Stored data entries

=== Section Start ===

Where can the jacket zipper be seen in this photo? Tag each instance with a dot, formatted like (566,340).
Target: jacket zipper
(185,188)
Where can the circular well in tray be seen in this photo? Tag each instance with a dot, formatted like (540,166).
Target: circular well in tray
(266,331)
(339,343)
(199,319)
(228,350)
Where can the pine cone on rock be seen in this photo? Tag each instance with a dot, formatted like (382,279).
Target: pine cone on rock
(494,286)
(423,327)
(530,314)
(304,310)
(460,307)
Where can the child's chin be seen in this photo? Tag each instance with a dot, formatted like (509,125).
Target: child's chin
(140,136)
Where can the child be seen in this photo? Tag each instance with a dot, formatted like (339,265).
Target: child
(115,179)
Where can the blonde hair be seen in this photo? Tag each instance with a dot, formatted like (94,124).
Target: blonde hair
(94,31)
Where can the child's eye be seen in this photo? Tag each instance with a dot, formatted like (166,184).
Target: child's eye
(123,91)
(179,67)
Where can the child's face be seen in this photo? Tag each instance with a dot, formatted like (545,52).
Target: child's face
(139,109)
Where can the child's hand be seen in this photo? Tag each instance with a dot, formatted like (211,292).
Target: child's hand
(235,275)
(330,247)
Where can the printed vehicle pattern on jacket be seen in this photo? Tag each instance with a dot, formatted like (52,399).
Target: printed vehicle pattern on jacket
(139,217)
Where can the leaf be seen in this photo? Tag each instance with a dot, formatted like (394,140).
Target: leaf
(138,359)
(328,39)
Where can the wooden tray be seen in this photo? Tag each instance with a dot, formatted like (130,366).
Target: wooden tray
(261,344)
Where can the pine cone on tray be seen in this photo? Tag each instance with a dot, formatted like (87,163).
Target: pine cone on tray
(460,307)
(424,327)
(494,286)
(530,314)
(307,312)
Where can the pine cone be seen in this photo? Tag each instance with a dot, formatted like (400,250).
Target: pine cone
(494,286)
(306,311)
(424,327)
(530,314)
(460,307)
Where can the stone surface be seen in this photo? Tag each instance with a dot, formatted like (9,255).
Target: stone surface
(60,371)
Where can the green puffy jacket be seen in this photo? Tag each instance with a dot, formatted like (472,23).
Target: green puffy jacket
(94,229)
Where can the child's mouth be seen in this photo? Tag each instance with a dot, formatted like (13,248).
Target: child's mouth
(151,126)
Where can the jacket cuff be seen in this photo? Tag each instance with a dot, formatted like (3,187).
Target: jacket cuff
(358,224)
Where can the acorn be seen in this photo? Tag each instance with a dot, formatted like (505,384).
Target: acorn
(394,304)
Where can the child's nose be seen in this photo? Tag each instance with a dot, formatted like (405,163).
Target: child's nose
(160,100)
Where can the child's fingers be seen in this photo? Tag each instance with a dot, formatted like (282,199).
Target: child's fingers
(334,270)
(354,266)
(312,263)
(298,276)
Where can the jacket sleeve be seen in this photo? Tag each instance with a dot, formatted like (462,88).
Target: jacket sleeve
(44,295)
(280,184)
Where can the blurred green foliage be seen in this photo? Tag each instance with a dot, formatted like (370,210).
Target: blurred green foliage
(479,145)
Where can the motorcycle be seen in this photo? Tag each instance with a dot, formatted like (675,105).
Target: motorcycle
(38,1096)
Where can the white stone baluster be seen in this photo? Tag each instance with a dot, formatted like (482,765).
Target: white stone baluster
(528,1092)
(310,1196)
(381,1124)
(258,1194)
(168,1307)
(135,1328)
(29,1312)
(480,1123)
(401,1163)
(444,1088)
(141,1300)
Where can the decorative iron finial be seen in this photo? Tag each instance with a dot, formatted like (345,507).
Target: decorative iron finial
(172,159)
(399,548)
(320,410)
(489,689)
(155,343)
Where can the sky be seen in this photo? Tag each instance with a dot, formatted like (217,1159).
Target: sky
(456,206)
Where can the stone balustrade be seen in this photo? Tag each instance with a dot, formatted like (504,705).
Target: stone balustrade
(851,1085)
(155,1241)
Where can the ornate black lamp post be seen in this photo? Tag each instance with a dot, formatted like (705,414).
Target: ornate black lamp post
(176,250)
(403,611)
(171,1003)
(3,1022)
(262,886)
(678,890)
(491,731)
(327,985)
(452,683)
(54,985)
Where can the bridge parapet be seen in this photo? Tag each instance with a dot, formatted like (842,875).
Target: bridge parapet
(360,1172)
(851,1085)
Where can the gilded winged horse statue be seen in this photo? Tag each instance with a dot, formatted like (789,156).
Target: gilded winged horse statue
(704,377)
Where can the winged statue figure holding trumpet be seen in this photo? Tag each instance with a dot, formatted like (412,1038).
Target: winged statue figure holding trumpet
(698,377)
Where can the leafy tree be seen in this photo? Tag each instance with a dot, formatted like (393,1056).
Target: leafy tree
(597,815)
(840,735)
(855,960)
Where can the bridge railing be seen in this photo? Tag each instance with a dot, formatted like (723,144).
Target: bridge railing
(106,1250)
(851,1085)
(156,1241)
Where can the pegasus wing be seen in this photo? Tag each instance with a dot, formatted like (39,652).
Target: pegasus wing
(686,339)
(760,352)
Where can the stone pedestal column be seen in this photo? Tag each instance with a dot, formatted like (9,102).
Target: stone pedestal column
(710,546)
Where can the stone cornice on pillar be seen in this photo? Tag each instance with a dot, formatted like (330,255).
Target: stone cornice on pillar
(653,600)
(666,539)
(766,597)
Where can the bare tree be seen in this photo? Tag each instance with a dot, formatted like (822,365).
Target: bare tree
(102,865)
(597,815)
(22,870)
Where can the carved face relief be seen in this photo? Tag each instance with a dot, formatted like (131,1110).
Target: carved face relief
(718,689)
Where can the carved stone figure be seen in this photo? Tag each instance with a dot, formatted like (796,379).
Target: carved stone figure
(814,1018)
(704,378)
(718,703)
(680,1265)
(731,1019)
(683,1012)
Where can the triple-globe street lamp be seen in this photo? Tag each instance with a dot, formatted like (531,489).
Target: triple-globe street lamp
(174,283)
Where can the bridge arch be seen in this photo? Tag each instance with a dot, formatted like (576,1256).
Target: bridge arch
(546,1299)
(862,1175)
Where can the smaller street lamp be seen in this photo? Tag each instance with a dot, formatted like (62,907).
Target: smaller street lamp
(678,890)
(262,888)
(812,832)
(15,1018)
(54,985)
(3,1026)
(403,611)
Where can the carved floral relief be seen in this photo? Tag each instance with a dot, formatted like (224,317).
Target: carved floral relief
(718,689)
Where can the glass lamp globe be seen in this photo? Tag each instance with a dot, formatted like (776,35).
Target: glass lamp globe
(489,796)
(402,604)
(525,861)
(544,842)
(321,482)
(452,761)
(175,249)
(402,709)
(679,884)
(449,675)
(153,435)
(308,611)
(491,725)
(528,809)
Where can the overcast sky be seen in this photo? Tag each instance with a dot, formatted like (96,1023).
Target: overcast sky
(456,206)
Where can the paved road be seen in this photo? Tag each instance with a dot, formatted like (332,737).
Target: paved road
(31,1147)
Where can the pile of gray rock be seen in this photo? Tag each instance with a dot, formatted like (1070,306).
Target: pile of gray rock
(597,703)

=== Section End ===

- **YOUR TASK**
Repeat word for word the lines above that run from the line containing "Where can the child's mouth" through the line containing "Where can the child's fingers", both ends included, and nothing else.

- **TASK SOLUTION**
Where can the child's mouth be seen in this photo? Tag each instance with a dot, formatted like (13,248).
Target: child's mouth
(151,126)
Where can the jacket cuff be seen in this photo? Tag each instance with a dot, formatted like (3,187).
Target: jacket cuff
(358,224)
Where can the acorn be seen in this photo? Tag each instance with a dot, formatted like (505,384).
Target: acorn
(394,304)
Where can the child's nose be seen in this photo? Tag each instance with a dot, formatted like (405,163).
Target: child's nose
(160,100)
Where can the child's fingers be seen in this photo? Tag each instance with a dot, formatted like (282,199).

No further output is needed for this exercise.